* Bloco de texto
::::
Eu me identifiquei com tantos medos que você apontou. A gente tem um monte de medo sim, mas coragem não é ausência de medo. É, na realidade, ir com medo mesmo. E como você alerta: não ir não é uma opção. Continuemos seguindo. ❤️
Que texto maravilhoso! E é isso mesmo… é muito fácil viver no morno, não bancar situações pelo medo. É tão fácil viver se auto sabotando procurando garantias… ah como se a vida tivesse alguma.
No meio de tanto medo de sofrer a gente acaba esquecendo que medo já é sofrimento.
Seguimos apesar de tudo e por tudo, porque entre viver e estar vivo há um árduo, e tantas vezes muito recompensador, caminho!
Amo os seus textos, me identifico sempre, também tenho vários medos, mas não podemos deixá-los nos dominar, a vida é bela demais para deixar de aproveitar e experimentar novas experiências.
Saudades!
Continue firme e forte como sempre! ❤️
Tem tantos pontos que eu me identifiquei!!!
::::
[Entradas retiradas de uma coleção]

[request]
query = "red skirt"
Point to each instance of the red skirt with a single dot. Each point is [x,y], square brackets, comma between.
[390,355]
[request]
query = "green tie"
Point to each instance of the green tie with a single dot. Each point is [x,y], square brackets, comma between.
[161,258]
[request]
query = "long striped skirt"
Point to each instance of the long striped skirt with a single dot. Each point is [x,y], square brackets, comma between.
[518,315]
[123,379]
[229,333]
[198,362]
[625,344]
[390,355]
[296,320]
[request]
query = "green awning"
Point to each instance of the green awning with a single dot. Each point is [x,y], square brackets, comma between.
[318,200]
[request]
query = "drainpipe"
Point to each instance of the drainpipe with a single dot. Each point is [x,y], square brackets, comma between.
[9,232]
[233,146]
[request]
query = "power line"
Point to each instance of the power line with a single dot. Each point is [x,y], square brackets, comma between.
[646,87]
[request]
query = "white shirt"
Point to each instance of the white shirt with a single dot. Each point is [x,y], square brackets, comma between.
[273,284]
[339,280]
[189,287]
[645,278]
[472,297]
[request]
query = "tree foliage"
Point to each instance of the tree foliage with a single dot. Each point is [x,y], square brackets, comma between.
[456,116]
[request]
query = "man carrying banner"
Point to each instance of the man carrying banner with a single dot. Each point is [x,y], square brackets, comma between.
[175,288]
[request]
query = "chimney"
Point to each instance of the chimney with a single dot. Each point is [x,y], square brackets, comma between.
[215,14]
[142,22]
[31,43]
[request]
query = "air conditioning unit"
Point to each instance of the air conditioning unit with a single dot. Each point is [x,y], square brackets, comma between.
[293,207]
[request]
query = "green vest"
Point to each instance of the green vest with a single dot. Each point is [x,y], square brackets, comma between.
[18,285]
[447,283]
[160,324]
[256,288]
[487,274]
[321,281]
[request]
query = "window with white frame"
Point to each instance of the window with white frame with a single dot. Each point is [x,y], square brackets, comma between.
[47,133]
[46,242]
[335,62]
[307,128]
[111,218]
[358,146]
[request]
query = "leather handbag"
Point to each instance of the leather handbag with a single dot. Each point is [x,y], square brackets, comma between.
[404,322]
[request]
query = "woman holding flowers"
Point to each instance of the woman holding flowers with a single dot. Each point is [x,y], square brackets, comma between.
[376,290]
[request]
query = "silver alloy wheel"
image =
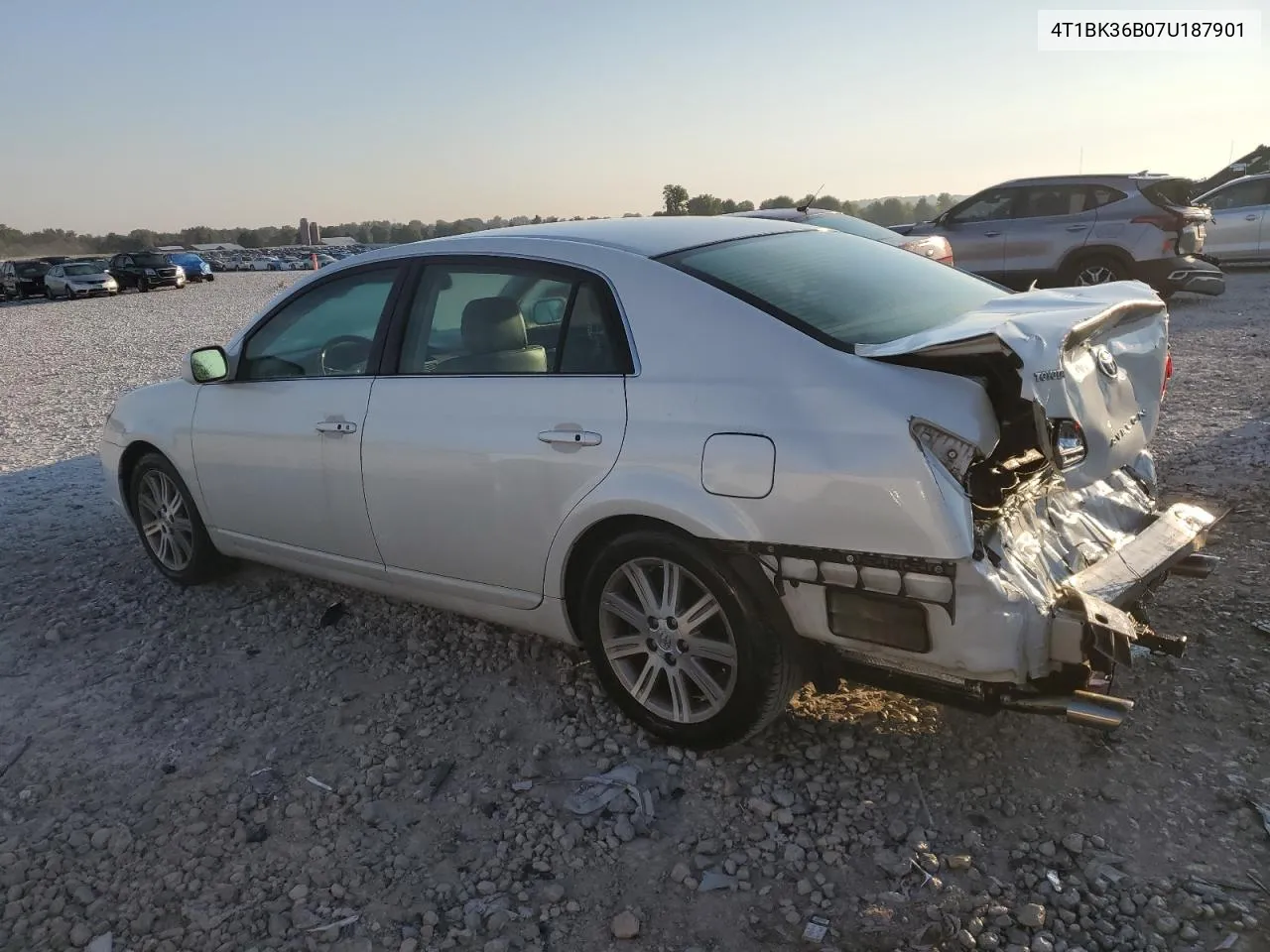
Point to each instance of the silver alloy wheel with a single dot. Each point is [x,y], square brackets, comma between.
[1095,275]
[668,640]
[166,521]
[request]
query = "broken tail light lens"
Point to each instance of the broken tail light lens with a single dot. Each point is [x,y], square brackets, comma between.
[952,453]
[1070,445]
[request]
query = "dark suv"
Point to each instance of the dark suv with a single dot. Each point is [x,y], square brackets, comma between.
[144,271]
[1082,230]
[22,280]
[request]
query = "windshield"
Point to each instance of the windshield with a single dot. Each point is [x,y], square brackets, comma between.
[855,226]
[839,289]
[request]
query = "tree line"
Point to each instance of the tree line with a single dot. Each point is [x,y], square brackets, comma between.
[675,200]
[884,211]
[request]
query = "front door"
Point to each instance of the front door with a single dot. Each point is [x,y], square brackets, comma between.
[277,449]
[507,408]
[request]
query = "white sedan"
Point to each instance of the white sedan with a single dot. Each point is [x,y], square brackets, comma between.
[725,454]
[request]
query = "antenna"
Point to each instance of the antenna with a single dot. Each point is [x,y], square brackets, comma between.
[811,198]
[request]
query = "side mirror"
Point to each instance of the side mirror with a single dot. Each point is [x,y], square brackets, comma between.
[208,365]
[548,309]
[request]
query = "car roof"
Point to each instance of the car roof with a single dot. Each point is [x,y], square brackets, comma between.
[1257,177]
[1084,178]
[649,236]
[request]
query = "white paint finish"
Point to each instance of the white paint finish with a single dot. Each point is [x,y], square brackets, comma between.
[740,465]
[267,472]
[460,486]
[474,515]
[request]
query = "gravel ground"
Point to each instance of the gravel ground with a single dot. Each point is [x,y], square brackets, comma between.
[164,739]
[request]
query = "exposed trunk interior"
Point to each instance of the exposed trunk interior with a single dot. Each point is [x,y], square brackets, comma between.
[1019,456]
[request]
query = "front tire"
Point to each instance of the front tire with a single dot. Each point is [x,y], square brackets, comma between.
[168,524]
[681,645]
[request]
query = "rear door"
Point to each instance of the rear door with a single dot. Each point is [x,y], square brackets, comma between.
[277,449]
[1049,223]
[976,231]
[1238,216]
[502,405]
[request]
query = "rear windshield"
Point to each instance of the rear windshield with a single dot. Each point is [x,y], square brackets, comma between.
[1169,191]
[841,289]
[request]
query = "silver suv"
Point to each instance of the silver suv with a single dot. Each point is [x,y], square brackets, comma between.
[1082,230]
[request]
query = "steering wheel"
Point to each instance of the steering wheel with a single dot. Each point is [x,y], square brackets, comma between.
[345,354]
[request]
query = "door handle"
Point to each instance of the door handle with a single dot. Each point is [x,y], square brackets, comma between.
[572,438]
[336,426]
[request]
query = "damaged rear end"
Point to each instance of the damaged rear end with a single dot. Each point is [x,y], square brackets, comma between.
[1070,538]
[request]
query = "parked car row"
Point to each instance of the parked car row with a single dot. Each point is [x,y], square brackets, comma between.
[1097,229]
[281,259]
[86,276]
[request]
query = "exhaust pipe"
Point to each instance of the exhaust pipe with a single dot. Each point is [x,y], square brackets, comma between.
[1082,707]
[1196,566]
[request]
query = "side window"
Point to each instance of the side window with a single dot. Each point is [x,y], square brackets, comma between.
[1242,194]
[326,331]
[588,345]
[987,206]
[1053,200]
[1100,195]
[481,320]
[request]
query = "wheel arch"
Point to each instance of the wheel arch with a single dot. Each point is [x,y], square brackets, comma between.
[1079,254]
[128,460]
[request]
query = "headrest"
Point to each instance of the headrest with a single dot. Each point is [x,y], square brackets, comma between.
[493,324]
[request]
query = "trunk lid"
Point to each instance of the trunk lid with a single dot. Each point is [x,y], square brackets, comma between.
[1089,361]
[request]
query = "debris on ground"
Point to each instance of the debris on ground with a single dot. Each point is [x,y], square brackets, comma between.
[13,758]
[816,929]
[603,791]
[625,925]
[334,612]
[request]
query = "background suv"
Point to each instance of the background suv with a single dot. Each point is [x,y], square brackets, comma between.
[1082,230]
[22,280]
[1241,220]
[146,270]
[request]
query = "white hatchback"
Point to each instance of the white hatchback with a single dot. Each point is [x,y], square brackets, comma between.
[725,454]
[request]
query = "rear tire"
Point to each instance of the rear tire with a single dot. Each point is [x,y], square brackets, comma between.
[177,540]
[1096,270]
[702,673]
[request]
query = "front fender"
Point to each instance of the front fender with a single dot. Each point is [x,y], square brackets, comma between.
[163,416]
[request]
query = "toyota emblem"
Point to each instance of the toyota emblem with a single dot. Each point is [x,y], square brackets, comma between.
[1106,362]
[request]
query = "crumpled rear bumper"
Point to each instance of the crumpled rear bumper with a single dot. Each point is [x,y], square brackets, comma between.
[1038,620]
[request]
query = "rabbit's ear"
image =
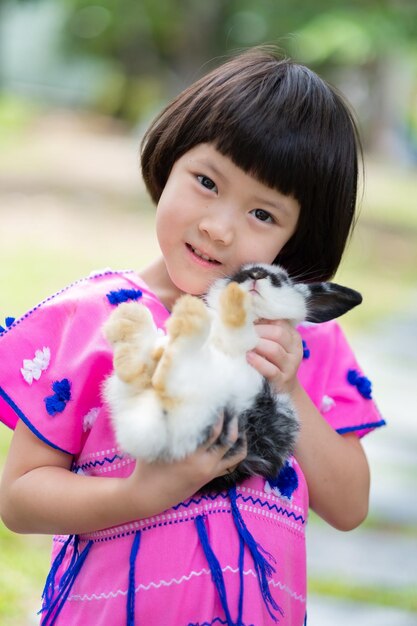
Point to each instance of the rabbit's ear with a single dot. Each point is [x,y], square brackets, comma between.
[325,301]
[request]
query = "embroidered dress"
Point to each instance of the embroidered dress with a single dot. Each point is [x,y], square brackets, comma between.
[221,558]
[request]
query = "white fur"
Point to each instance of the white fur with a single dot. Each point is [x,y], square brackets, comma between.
[209,372]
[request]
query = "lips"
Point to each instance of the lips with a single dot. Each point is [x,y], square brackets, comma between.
[202,255]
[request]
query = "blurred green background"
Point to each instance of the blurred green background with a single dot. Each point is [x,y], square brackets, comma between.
[78,84]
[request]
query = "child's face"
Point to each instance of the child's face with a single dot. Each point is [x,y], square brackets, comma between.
[212,217]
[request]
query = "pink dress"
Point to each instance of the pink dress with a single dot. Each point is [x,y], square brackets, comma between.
[203,561]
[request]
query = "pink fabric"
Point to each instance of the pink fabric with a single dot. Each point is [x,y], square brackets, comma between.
[172,577]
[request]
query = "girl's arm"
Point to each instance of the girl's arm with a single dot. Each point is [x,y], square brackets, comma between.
[335,466]
[39,494]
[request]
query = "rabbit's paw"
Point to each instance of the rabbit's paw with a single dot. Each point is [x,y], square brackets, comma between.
[190,319]
[132,332]
[129,320]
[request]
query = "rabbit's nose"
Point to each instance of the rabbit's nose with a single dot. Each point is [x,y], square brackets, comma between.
[257,273]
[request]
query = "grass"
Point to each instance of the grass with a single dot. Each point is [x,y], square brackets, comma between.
[404,598]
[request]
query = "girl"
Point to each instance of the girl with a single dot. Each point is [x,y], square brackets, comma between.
[255,162]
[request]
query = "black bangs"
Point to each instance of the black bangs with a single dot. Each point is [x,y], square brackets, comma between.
[281,123]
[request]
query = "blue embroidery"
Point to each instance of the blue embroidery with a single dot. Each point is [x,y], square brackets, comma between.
[122,295]
[286,482]
[362,384]
[8,322]
[90,464]
[58,401]
[262,503]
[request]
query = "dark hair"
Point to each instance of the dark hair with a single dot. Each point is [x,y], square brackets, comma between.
[280,122]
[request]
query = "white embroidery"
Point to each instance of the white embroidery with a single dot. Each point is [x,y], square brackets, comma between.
[178,581]
[32,369]
[90,418]
[327,403]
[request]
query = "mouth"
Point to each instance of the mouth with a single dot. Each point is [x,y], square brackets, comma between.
[201,255]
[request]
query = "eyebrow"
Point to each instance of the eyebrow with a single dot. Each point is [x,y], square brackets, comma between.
[211,166]
[277,206]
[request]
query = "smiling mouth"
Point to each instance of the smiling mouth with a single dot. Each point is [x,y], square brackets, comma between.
[202,255]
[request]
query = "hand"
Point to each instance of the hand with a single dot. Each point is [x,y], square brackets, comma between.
[278,354]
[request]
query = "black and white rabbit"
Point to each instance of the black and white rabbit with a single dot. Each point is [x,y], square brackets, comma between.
[166,393]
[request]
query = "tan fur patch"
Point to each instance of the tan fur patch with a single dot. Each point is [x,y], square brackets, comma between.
[128,319]
[130,370]
[189,317]
[232,306]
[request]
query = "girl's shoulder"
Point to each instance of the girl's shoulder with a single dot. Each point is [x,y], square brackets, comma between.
[101,290]
[54,358]
[335,381]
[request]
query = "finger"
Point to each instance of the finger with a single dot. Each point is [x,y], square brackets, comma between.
[263,366]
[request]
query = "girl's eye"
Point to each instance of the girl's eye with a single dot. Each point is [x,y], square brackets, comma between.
[206,182]
[262,215]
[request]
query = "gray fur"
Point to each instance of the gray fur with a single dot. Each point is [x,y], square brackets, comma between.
[271,425]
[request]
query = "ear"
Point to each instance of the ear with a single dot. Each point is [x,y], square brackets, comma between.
[325,301]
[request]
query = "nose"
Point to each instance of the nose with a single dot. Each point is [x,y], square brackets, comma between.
[257,273]
[219,228]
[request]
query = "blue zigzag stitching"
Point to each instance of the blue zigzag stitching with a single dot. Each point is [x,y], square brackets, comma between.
[90,464]
[217,620]
[212,497]
[349,429]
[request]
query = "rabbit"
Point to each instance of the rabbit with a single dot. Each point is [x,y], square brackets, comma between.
[166,393]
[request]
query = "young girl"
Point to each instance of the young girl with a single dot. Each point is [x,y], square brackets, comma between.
[257,161]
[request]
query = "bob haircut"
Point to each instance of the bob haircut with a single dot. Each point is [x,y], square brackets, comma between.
[281,123]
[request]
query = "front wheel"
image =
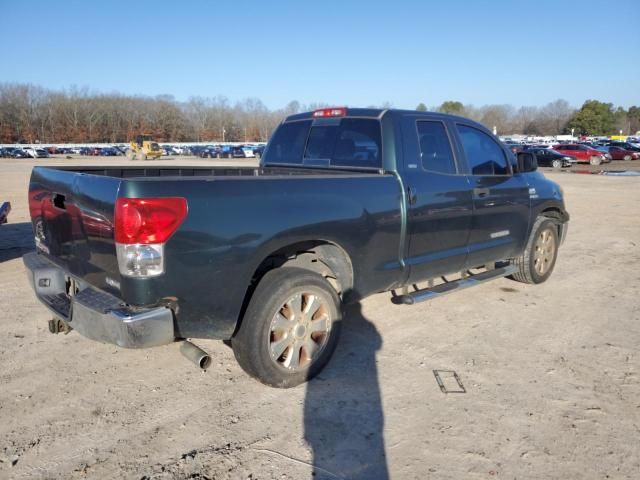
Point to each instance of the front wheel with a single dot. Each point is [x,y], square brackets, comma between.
[290,329]
[536,263]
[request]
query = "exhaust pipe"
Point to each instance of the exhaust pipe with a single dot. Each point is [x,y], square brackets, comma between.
[195,354]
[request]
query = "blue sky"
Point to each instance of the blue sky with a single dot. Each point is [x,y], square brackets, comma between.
[355,53]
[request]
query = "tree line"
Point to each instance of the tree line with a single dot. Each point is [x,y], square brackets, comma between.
[555,118]
[31,114]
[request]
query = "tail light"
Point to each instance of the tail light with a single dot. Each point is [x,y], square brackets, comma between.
[141,228]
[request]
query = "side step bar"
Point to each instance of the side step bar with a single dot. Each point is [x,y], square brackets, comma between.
[445,288]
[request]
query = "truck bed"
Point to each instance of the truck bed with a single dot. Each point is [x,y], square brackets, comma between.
[196,171]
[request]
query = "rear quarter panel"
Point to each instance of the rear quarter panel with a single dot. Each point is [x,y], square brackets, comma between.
[233,224]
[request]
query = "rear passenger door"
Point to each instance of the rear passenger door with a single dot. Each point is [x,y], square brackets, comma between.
[440,206]
[500,199]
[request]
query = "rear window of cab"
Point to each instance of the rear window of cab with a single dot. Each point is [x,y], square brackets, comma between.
[337,142]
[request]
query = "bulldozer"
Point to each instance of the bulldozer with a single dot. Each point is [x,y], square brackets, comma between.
[143,147]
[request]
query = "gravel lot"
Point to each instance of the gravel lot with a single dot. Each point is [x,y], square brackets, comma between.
[551,373]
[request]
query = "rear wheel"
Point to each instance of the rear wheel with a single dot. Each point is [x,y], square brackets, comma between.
[290,329]
[537,262]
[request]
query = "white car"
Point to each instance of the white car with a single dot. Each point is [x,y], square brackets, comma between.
[30,151]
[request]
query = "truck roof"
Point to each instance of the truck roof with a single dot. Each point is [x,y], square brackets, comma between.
[375,113]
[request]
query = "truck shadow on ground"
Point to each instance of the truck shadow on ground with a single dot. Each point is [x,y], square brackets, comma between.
[16,239]
[343,418]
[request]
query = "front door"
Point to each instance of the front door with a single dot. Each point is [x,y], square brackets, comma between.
[501,200]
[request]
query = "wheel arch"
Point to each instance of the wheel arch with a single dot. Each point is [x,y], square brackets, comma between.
[325,257]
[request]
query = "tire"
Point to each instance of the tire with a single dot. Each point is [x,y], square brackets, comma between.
[536,264]
[270,345]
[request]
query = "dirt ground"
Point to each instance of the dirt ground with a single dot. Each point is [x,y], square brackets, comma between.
[551,375]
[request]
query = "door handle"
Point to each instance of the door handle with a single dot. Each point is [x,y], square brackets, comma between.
[480,192]
[412,196]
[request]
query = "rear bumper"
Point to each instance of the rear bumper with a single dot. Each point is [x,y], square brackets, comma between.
[96,314]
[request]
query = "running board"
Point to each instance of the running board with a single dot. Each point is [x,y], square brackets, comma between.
[445,288]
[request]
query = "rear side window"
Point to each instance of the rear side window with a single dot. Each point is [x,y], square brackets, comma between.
[354,142]
[435,148]
[483,153]
[287,144]
[346,142]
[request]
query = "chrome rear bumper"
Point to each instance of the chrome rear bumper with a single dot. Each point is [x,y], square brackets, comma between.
[95,314]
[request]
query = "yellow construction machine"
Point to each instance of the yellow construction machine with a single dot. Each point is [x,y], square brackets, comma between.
[143,147]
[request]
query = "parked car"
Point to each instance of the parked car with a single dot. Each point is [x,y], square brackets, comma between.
[626,146]
[30,151]
[620,153]
[583,153]
[19,153]
[515,148]
[332,215]
[211,152]
[109,152]
[258,151]
[548,157]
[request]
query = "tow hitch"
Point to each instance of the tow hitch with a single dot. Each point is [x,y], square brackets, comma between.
[57,326]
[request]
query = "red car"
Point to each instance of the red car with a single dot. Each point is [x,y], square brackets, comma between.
[619,153]
[583,153]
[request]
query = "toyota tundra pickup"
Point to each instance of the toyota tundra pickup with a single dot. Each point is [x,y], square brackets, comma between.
[345,203]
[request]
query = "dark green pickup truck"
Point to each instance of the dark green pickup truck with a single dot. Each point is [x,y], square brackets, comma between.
[345,203]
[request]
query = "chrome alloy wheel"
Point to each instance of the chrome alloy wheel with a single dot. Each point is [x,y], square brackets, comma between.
[545,250]
[299,331]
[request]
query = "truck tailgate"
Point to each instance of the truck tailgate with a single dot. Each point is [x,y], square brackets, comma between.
[72,216]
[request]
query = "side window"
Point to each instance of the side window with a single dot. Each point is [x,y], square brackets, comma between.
[483,153]
[355,142]
[435,148]
[287,144]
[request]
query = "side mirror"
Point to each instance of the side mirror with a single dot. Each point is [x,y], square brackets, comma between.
[527,162]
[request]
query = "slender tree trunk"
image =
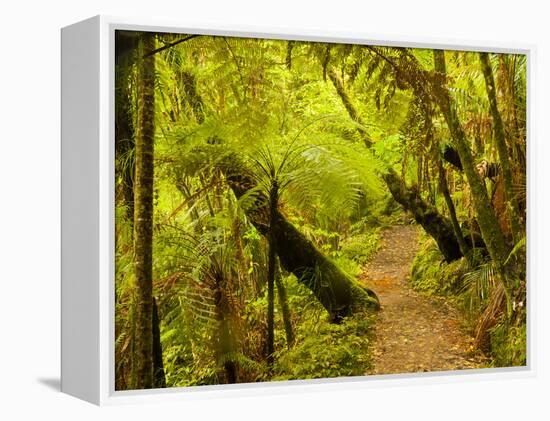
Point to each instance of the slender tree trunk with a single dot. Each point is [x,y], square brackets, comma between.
[285,310]
[452,211]
[348,105]
[124,128]
[143,218]
[488,224]
[339,294]
[158,365]
[426,215]
[502,148]
[273,200]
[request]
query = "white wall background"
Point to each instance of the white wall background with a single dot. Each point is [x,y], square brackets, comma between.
[29,207]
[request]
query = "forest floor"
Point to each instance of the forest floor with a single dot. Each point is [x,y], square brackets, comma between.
[413,332]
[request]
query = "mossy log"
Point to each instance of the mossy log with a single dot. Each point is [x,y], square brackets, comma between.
[435,224]
[338,292]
::::
* Sobre a tarefa
Resuma os comentários do bloco de texto em duas frases.

* Tarefa concluída
Quem comenta diz se identificar com os medos apontados e afirma que coragem não é ausência de medo, mas ir com medo mesmo, sem deixar que ele domine nem viver se sabotando à procura de garantias. Os comentários também lembram que o medo de sofrer já é sofrimento, elogiam os textos e desejam que quem escreve continue firme e forte.